Task requirements:
In the data that follows, find the line containing "shaped like (541,32)."; then quote that line and every line after it, exactly, through the last one.

Entries:
## Start
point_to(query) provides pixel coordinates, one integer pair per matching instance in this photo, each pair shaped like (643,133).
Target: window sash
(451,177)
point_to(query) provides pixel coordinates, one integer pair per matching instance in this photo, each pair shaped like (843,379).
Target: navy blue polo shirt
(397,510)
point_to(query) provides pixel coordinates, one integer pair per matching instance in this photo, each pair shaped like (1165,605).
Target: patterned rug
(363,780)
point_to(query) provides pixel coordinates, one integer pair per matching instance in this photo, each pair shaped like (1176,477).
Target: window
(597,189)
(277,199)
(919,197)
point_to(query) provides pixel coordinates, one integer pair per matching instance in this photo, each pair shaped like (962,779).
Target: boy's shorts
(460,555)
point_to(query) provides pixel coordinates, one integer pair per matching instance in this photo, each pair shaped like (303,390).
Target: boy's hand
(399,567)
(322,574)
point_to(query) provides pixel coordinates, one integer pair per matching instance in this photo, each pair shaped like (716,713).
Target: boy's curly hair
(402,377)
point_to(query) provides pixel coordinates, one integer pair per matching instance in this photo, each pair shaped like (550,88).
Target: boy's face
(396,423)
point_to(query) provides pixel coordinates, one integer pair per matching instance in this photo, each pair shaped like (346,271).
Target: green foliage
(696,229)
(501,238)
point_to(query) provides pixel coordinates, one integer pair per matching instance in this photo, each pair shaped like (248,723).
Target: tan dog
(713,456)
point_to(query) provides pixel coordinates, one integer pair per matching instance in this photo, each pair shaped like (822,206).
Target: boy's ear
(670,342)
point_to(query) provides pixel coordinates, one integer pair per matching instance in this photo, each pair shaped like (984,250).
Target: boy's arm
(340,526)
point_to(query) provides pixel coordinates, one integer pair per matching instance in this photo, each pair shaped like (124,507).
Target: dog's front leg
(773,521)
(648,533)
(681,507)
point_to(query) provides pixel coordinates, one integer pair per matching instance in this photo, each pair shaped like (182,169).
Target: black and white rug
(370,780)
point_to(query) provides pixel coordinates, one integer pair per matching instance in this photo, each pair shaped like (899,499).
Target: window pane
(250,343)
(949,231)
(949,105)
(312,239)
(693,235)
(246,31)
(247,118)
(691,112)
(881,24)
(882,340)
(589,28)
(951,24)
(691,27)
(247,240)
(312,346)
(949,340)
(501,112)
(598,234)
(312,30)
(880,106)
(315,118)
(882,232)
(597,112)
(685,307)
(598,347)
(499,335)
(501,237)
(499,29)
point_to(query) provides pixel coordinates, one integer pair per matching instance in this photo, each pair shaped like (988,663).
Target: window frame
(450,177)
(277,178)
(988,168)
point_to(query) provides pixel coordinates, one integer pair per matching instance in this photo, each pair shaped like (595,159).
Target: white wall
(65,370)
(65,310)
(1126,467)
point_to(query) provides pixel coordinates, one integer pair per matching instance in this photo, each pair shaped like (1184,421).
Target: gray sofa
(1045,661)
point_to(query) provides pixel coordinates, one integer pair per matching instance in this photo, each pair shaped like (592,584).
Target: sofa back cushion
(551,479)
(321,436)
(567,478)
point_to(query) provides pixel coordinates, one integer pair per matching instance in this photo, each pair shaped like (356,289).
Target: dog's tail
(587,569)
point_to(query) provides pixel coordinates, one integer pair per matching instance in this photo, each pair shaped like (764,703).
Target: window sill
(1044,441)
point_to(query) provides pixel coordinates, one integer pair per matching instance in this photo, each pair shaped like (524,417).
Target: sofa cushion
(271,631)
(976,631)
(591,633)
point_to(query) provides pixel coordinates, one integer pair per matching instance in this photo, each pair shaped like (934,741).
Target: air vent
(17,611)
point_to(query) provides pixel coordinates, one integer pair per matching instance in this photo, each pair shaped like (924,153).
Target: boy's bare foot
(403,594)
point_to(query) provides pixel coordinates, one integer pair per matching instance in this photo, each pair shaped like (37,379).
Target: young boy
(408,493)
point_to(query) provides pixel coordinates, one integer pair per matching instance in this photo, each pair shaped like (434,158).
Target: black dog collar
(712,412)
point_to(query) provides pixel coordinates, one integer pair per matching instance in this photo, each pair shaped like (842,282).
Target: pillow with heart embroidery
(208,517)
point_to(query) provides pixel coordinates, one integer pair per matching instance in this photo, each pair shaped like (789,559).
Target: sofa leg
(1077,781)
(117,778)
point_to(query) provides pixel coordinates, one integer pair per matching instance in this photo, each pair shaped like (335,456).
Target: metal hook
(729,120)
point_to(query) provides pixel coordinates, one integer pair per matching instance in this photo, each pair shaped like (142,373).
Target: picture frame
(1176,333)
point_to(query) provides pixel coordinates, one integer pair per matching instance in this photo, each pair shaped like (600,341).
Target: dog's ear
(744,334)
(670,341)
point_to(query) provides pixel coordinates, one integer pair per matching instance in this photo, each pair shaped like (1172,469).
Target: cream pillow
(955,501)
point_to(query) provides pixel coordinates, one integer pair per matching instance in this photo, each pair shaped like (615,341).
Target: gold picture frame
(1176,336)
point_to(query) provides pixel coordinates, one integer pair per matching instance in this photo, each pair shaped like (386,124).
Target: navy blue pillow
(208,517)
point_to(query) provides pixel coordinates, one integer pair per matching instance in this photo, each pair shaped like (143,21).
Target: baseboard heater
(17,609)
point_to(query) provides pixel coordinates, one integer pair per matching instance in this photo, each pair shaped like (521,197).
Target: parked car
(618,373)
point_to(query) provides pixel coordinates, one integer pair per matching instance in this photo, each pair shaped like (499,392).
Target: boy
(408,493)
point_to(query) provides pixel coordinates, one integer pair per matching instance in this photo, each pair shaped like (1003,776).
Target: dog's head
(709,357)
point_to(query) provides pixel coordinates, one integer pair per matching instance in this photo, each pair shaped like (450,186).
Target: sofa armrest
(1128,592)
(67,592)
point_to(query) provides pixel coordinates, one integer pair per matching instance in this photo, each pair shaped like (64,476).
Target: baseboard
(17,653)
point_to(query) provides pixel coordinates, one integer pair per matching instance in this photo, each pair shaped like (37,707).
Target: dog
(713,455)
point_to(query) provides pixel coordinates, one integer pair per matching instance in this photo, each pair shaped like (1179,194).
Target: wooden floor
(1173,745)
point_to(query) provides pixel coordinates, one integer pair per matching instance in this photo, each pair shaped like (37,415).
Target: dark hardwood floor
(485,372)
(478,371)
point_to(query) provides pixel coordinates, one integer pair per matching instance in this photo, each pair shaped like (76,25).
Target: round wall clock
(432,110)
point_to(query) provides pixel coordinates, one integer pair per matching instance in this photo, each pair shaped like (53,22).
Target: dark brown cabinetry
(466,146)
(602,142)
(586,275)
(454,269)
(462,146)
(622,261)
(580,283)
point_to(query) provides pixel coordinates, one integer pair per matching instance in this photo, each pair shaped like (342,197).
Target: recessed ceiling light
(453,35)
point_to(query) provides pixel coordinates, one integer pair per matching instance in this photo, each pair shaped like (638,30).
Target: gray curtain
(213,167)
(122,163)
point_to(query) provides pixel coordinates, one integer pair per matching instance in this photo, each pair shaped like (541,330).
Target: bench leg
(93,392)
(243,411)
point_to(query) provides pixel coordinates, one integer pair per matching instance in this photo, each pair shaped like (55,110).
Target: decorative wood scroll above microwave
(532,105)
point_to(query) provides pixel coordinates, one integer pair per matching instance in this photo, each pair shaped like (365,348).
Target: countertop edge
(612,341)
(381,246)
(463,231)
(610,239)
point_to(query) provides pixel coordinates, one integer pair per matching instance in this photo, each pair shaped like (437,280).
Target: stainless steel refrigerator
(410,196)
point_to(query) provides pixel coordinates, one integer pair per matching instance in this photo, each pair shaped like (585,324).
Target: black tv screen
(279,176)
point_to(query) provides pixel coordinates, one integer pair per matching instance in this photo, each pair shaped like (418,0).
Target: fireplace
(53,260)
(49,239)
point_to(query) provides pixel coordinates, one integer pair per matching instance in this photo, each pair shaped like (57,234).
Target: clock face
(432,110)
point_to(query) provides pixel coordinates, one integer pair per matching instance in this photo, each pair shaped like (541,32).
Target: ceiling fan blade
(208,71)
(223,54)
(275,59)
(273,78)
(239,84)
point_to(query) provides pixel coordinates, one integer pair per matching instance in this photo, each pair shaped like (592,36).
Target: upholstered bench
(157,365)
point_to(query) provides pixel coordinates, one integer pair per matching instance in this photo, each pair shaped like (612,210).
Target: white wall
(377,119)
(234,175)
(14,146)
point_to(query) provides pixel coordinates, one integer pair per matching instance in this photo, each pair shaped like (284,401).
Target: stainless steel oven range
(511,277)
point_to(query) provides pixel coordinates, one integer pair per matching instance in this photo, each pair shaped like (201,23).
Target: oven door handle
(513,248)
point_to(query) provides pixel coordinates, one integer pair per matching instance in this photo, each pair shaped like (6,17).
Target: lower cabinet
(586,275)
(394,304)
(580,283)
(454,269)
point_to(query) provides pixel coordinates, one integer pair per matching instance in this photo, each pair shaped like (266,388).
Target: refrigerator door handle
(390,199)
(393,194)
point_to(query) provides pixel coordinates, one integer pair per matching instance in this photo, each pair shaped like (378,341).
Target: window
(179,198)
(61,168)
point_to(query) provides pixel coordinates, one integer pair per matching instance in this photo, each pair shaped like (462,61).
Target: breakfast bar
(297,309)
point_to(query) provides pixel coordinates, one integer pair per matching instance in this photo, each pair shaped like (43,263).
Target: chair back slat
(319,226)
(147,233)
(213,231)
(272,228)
## End
Solution for this task:
point_to(query) provides pixel coordinates, one integer pair per matching instance in this photo, each pair shaped like (541,32).
Target: ceiling fan blade
(208,71)
(223,54)
(275,59)
(273,78)
(239,84)
point_to(query) provides pixel coordinates, one integer pair per matching instance in this photo, each pair shaped like (592,36).
Target: upholstered bench
(157,365)
point_to(query) provides pixel coordinates, one integer pair per matching instance in this photo, each pair shaped like (612,210).
Target: white wall
(377,119)
(234,175)
(14,146)
point_to(query) provides pixel coordinates, one integer pair per matching instance in this photo, each pair shaped like (284,401).
Target: stainless steel oven range
(511,277)
point_to(query) provides pixel coordinates, one integer pair per matching instance in this photo, each pair shaped like (201,23).
Target: oven door handle
(513,248)
point_to(query) provides pixel coordinates, one integer pair per matching instance in this photo, each pair shaped like (6,17).
Target: lower cabinet
(586,275)
(394,304)
(580,283)
(454,269)
point_to(query) provides pixel coordinates, one integer pair per matching instance in this photo, each pair shaped like (266,388).
Target: refrigerator door handle
(390,199)
(393,194)
point_to(query) provides pixel coordinates, one integer pair per matching instance in this photo, each pair shaped like (378,341).
Target: window
(179,198)
(61,168)
point_to(query) provides pixel coordinates, one integer pair per matching instance in this photo, each pair shaped like (462,61).
Target: breakfast bar
(297,309)
point_to(query) provides pixel coordinates, one integer pair per matching instance in this photo, each pair shaped like (43,263).
Target: chair back slat
(319,226)
(147,233)
(213,231)
(272,228)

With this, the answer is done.